I am doing a gradient separation. I make one injection, things look OK. I make a second injection, my early eluting peaks spread out and start to split, but later eluting peaks look OK. This gets worse and worse until I change the frit, and/or flush the column, then I get one more nice injection. Also, early eluting peaks are about twice as wide as later eluting peaks. This seems odd to me.

I have made fresh mobile phase and flushed everything out. Mobile phase is ACN:water:100 mM ammonium formate pH 3 (yes I know it would be better to mix the buffer in with the water and ACN and not have the pump do it, but I inherited this set-up). We have about a dozen other isocratic assays that use this configuration and they are fine.

I hold at 5:93:2 ACN:H2O:buffer for two minutes, ramp to 25% ACN over two min, hold 0.5 min, then ramp to 95% ACN and hold for 1 min, then back to beginning, with 3.5 min re-equil time. I have a 600 uL pre-column volume, which is the dumb name Waters uses for gradient delay (sorry Waters people, it took me two days to figure that out).

Any ideas what is going wrong?

OK, I have been thinking about this. We have a Nanopure water system. We don't filter the water before use, just whatever final filter it goes through out of the system. Is it possible that because I have gone to a smaller column and smaller filter that there is stuff in the water that is causing problems that we don't see with the larger particle size columns? Or because my other assays all use guard columns that are changed regularly? :?:

It can be injection solvent miss-match (what is your injection solvent) or maybe re-equilibration issues (what is your buffer and how much do you wait between injections)?

Kostas is right. Because you are using such a weak initial mobile phase (5% ACN), the chromatography will be very sensitive to having too much organic solvent in the mobile phase. It doesn't happen the first injection because the pre-run equilibration is not the same before the first run. If this is the case, you can either choose to increase the initial ACN concentration or use less organic solvent in your sample to make the sample better match the mobile phase.

Another possibility could be particulates from your sample. Are these samples filtered or otherwise clear of particles?

Thanks for the reply. Samples are prepared in Nanopure water. I also tried prepping them is 95:5 water:ACN. Same result. I was having trouble with split peaks because my autosampler syringe purge solvent was ACN. I changed that to water. I have a five minute re-equlibration time at 0.6 mL/min. Shouldn't be sufficient for a 3.0 x 50 mm column?

We do SPE to prepare the samples, elute with 25:5:70 IPA:NH4OH:EtOAc then evap and re-constitute with water. We don't filter before injection. We don't do that for any of our other assays, but our other assays use columns with larger particles, and all have guard columns. I have never tried using a 1.8 um column and just a frit before.

That should be enough time for re-equilibration. It is interesting that the early eluting peaks are affected more than the later peaks. This still makes me suspect a problem with the injection solvent or sample. Do you evaporate the sample COMPLETELY after SPE. Any residual ethyl acetate or NH4OH could cause problems, but I'm not sure why it wouldn't happen in the first injection.

• [DATASET EXTRACT]:

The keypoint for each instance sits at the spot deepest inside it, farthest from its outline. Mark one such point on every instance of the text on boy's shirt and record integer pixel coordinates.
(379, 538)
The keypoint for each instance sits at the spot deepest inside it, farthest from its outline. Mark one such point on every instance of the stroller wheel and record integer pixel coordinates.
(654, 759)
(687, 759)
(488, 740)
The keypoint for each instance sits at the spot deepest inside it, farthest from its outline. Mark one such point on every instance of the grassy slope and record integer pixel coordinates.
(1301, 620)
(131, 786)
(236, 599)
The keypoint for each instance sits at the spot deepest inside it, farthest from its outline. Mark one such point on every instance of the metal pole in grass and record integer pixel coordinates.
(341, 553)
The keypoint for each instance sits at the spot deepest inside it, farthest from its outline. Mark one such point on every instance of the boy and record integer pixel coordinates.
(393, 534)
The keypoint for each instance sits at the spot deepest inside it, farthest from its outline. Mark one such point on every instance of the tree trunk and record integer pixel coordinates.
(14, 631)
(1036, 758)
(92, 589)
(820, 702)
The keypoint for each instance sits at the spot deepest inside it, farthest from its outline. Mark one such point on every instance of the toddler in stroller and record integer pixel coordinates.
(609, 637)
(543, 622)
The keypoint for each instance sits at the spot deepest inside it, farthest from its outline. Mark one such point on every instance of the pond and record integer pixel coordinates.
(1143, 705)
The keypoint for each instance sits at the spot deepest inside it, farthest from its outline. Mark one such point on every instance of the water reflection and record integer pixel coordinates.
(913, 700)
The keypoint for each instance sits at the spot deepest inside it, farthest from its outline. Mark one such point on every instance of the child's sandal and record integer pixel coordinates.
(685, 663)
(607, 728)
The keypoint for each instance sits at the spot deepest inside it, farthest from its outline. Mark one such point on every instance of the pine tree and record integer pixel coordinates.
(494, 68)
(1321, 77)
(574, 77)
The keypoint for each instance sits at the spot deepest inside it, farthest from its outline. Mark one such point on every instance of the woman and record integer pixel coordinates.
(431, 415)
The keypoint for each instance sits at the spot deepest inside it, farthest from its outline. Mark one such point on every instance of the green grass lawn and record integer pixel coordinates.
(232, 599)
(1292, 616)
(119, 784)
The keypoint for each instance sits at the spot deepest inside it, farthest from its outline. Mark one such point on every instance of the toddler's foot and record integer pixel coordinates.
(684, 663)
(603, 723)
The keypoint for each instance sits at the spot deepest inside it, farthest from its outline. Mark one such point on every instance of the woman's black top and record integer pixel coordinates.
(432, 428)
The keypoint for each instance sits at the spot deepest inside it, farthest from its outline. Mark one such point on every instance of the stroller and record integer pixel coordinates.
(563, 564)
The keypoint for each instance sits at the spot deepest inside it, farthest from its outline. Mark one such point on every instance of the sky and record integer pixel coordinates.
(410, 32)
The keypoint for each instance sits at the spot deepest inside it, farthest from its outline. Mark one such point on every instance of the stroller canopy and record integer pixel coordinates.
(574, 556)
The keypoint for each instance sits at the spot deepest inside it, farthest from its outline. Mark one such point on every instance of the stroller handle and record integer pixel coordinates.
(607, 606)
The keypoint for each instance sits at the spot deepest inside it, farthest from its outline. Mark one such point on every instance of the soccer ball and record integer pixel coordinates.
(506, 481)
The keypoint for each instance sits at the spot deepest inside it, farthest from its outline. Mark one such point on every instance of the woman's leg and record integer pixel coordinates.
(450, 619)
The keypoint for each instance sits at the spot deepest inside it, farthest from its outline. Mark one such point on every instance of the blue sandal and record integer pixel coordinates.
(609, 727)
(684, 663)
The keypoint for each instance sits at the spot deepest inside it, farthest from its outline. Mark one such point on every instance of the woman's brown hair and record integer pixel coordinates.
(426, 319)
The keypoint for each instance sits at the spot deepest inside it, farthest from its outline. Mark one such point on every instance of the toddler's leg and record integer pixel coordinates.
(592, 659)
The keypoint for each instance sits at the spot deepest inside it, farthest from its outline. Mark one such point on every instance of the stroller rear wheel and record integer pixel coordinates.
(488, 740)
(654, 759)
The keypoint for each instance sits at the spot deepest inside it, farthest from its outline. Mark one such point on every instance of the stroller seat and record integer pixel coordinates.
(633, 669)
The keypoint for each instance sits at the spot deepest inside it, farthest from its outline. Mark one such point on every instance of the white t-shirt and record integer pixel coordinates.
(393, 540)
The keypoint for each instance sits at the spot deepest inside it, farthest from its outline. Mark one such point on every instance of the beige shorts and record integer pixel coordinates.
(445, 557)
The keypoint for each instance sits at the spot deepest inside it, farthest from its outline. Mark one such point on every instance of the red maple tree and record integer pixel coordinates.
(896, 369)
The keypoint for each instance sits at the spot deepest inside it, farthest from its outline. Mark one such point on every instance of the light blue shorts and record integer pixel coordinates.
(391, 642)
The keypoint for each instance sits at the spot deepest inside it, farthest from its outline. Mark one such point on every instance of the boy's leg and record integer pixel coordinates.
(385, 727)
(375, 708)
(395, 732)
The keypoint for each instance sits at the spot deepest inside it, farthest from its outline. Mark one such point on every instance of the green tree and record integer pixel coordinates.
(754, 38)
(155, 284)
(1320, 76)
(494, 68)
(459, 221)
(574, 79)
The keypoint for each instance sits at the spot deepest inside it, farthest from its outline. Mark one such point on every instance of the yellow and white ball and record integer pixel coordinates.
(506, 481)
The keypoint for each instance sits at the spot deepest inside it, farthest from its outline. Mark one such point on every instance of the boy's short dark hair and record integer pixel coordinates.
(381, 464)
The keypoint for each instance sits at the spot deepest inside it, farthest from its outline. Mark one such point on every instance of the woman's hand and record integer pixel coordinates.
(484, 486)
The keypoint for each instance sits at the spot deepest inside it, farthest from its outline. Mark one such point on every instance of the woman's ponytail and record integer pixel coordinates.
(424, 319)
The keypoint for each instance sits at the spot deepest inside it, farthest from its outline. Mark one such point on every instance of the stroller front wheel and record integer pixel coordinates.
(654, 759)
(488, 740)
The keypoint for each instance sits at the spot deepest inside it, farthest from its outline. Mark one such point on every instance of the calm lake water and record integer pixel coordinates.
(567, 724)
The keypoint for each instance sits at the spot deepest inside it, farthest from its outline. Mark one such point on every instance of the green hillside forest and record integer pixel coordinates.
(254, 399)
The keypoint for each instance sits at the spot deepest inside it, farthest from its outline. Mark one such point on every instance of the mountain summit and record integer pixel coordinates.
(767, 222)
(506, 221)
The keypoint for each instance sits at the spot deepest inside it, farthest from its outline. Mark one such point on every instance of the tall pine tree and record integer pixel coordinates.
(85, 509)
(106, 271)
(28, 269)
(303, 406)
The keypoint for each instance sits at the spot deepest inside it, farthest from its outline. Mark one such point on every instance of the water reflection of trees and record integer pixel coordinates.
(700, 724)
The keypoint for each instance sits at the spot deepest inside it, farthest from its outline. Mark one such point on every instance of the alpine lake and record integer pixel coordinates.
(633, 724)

• [ACTIVITIES]:
a) Copy the chromatography discussion, starting with "Another possibility could" and going on through "50 mm column?".
b) In the chromatography discussion, what was the autosampler syringe purge solvent changed to?
You won't need the lines for these tasks.

• [TASK ANSWERS]:
a)
Another possibility could be particulates from your sample. Are these samples filtered or otherwise clear of particles?

Thanks for the reply. Samples are prepared in Nanopure water. I also tried prepping them is 95:5 water:ACN. Same result. I was having trouble with split peaks because my autosampler syringe purge solvent was ACN. I changed that to water. I have a five minute re-equlibration time at 0.6 mL/min. Shouldn't be sufficient for a 3.0 x 50 mm column?

b) It was changed from ACN to water.